§ **Required work**:
The entries below should be given again exactly, minus their pictures.

###

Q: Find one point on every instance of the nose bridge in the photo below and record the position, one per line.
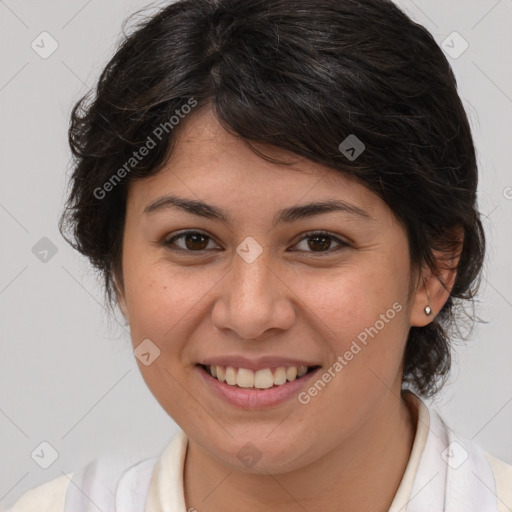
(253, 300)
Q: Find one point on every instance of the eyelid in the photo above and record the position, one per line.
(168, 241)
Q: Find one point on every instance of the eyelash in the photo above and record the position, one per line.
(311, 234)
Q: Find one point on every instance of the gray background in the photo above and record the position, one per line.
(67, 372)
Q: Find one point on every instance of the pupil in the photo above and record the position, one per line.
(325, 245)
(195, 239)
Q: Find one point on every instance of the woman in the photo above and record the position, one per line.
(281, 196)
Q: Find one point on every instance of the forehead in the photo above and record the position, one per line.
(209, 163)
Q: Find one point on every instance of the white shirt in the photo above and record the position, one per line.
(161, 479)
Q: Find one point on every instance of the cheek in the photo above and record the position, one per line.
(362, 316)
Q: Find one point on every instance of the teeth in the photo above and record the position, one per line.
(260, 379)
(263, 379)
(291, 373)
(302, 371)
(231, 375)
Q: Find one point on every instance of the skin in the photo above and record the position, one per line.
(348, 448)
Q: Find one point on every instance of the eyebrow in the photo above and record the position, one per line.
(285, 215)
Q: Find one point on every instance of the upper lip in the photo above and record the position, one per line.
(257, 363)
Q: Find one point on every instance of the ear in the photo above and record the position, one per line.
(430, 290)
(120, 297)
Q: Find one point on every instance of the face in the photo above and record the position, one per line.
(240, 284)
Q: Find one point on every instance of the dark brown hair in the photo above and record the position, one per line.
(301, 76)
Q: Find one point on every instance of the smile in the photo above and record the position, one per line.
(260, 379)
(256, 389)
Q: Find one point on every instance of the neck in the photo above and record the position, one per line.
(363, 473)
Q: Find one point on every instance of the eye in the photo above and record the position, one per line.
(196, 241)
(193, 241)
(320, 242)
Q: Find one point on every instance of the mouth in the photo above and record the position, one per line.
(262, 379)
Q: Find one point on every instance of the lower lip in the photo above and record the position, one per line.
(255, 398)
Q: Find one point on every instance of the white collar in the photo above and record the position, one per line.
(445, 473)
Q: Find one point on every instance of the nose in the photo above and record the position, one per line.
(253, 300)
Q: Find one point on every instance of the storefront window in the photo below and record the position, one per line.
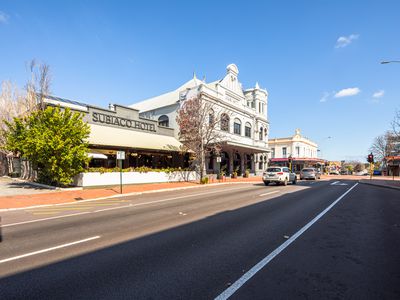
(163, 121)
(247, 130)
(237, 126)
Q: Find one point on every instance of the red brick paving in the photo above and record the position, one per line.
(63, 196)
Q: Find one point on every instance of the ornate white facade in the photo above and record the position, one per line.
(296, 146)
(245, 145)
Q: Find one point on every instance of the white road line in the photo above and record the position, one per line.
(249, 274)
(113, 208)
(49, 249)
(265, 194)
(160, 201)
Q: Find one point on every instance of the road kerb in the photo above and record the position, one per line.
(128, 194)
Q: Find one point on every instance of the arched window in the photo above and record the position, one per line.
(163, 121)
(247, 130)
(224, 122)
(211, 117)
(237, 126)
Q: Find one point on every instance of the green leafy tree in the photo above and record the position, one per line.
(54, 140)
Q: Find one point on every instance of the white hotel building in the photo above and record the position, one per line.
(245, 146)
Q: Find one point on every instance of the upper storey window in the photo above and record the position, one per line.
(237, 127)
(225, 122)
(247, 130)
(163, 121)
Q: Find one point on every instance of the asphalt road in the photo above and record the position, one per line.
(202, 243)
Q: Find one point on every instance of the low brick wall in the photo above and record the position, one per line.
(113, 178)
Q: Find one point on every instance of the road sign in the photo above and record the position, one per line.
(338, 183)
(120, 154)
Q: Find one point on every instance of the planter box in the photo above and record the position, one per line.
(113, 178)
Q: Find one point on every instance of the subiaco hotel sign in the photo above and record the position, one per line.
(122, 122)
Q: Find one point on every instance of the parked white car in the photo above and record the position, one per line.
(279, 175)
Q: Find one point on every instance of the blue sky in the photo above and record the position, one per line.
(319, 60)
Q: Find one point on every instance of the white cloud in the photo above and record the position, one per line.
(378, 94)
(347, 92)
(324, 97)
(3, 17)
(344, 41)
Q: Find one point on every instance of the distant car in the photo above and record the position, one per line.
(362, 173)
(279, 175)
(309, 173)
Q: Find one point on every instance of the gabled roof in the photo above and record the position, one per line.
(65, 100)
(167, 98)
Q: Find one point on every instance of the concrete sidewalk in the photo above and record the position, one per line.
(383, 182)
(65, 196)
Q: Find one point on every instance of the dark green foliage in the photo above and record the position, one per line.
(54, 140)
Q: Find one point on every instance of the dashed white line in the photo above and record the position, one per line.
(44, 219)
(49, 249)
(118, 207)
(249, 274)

###

§ **The reply**:
Q: Find one point on every instance of the nose bridge in the photo below and record the position, one per line.
(253, 300)
Q: Find one point on every instance of the eyelid in the photo above and record the position, one per line.
(168, 241)
Q: Find one point on every instance of the eyelash in the photo above and record the position, one per line.
(311, 234)
Q: Find one point on every instance of the gray background in the photo above and record the position, one per line.
(67, 372)
Q: Find one point on every instance of the pupil in the photo above and record the position, one per line.
(325, 245)
(195, 239)
Q: Find one point on every instance of the woman in the photo above and record the position, one per line.
(281, 196)
Q: Find one point on every instance of the forehead in the photo above and record the position, one per line.
(209, 163)
Q: Find one point on every instance of the white shirt in the photo above and record the position, one per line.
(161, 479)
Q: Find one point on every instance of the cheek in the photo above and record the position, one per line.
(362, 316)
Q: Find one point on every instance of the teeth in the photo above and record the position, one per line.
(260, 379)
(263, 379)
(291, 373)
(302, 371)
(231, 375)
Q: Find one point on every instance of the skin in the photo above and record the position, one per line.
(348, 448)
Q: Find one point on every instance of the eyebrow in the photo above and record the position, one per line.
(285, 215)
Q: Find one point on every instance of the upper lip in the photo above and record the position, one per line.
(257, 363)
Q: Find one point on every instance of the ear in the photo above and record the position, one per line.
(430, 290)
(120, 297)
Q: Find one point on every instance of the face in the photo above and record the position, one per line.
(240, 284)
Q: Find one point on every instance of the dark brown hair in the photo above and record the position, one per line.
(301, 76)
Q: Find one point on every instance of the smile in the photo above and record the position, one per line.
(260, 379)
(256, 389)
Q: Find one point on every instance of the neck in the photo above and record the position, one per line.
(363, 473)
Q: Find one point on every instance of the eye in the photo above and record the position, one per line.
(196, 241)
(193, 241)
(320, 242)
Q: Find one point on every instance of the mouth in the photo above and record the position, one per line.
(262, 379)
Q: Find one point on every instance of the lower lip in the photo above and record the position, one per line.
(255, 398)
Q: Find one point on every instance of the white collar in the photo above and record the position, one per line.
(445, 473)
Q: Find one point on every instance of the nose in the photo above and record the position, one per line.
(253, 300)
Q: Find one point on every instance of the storefront window in the photo below and record the position, one per line.
(163, 121)
(247, 130)
(237, 126)
Q: Find one point on every instance of the red brick paving in the photo above and record the position, one per line.
(63, 196)
Q: Find one point on every instance of the ornate white facade in the photo above and record the position, one per line.
(296, 146)
(245, 145)
Q: Find one point on every instance of the white road line in the photo above and record the position, one per line.
(249, 274)
(113, 208)
(49, 249)
(265, 194)
(160, 201)
Q: Find one point on every instance of the road kerb in the photo above and record the position, one per line.
(128, 194)
Q: Find one point on every instance of the arched window in the photo above and record the position, one per line.
(163, 121)
(247, 130)
(224, 122)
(211, 117)
(237, 126)
Q: Find one point on every instance of the green leafy tree in the photo above and record the position, one per line.
(54, 140)
Q: Find one point on every instance of the white hotel building in the photo above and record the position, one per line.
(245, 146)
Q: Find one point on every instance of the upper storey window in the photo above and record the position, one per line.
(237, 127)
(225, 122)
(247, 130)
(163, 121)
Q: Find one point on every instance of the asphalt road in the photo above and record the position, one per line.
(202, 243)
Q: Find one point on every instance of the low brick wall in the photo above and record the position, one per line.
(113, 178)
Q: Find one point on every instance of the road sign in the photo above and record the position, one per line.
(338, 183)
(120, 154)
Q: Find one point on every instance of the planter box in the photo above and record the position, one per line.
(113, 178)
Q: Find one point on every instance of the subiaco hotel sign in the photo above and record the position, one per line.
(122, 122)
Q: Find one point on every instance of the parked white car in the photo above and record the position, one per line.
(279, 175)
Q: Find one point on every instance of the blue sky in the photo above and record the position, one per line.
(319, 60)
Q: Find one point on every instance of the white cloud in the photo above and record the position, one per line.
(378, 94)
(347, 92)
(324, 97)
(3, 17)
(344, 41)
Q: Find one point on every instance of the distant car in the photo above and record the position, one per line.
(362, 173)
(279, 175)
(309, 173)
Q: Find one point on every instance of the gabled roof in the photo above and record the position, one per line.
(65, 100)
(167, 98)
Q: Find one point on every instance of the concrete sidewalk in the photo above and record the position, one per line.
(383, 182)
(65, 196)
Q: Find one point on every instance of the dark green foliage in the photo above and record the position, one per line.
(54, 140)
Q: Find one point on every instance of the dashed white line in the photo above and record the position, one per line.
(44, 219)
(49, 249)
(118, 207)
(249, 274)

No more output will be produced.